• **Description of the task**
Give back exactly the lines from the one containing "Note: for this drill, pin each instance of the asphalt" through the end of the records, including both, and no others.

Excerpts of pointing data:
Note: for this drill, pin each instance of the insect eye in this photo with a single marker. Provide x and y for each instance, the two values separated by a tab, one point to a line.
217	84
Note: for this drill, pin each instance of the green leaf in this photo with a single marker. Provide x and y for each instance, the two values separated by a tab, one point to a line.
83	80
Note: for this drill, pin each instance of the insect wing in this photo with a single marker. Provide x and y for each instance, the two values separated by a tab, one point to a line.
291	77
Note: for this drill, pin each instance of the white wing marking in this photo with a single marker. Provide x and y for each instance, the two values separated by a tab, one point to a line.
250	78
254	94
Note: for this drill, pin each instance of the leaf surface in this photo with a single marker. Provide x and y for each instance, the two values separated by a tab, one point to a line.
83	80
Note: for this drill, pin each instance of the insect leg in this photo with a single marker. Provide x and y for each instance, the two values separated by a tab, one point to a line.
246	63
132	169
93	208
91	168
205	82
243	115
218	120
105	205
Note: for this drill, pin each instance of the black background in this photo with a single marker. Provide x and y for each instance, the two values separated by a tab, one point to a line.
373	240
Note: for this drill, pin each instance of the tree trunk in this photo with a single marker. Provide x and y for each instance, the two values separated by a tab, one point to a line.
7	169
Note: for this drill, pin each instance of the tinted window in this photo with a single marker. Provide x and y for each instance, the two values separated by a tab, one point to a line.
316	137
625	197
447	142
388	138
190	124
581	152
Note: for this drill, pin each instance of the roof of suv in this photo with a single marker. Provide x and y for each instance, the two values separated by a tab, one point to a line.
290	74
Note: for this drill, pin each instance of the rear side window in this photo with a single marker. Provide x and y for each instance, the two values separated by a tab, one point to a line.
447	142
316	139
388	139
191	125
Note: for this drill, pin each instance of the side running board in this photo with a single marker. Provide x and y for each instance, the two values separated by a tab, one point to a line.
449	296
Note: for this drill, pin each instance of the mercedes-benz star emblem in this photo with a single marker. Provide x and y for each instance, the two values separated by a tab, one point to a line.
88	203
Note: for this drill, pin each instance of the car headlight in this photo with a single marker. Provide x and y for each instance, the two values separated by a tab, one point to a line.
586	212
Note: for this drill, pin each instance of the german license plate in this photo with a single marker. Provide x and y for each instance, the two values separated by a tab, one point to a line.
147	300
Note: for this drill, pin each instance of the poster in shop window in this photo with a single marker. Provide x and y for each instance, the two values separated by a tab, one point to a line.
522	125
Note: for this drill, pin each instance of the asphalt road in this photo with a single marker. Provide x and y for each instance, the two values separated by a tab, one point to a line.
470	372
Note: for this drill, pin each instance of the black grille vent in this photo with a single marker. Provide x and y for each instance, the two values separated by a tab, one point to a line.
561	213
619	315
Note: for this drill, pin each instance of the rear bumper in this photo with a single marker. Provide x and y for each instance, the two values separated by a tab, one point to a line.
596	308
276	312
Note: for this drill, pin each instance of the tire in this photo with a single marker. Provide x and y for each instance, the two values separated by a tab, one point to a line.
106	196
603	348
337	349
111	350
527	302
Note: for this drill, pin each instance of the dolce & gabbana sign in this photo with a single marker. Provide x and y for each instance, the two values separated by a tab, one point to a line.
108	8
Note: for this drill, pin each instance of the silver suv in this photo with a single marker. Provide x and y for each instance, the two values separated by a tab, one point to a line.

• **Response**
Note: for this drill, pin each instance of the asphalt road in this photo with a single marker. Provide x and y for each instance, the two values separated by a tab, one point to a line.
470	372
Note: for this drill, pin each instance of the black grille vent in this photo with a single marker. Provide x and y for each instance, the two values separated by a tab, one point to a line.
561	213
619	315
Note: for this drill, pin each instance of the rear bumper in this photo with a single marker. Provide x and y for each instance, the two values separated by a tab, one point to a line.
596	308
276	312
Note: for this drill, pin each instance of the tire in this photo with a single marker. Provide x and y for each instance, the two values separated by a tab, one point to a line.
106	196
603	348
337	349
111	350
527	302
Note: for this drill, pin each instance of the dolce & gabbana sign in this photo with a single marker. Provide x and y for each instance, the two values separated by a tab, one point to a line.
108	8
Note: for this drill, pin each instance of the silver suv in this photo with a single marker. Provide x and y for each instance, the two values separated by a tab, one point to a line.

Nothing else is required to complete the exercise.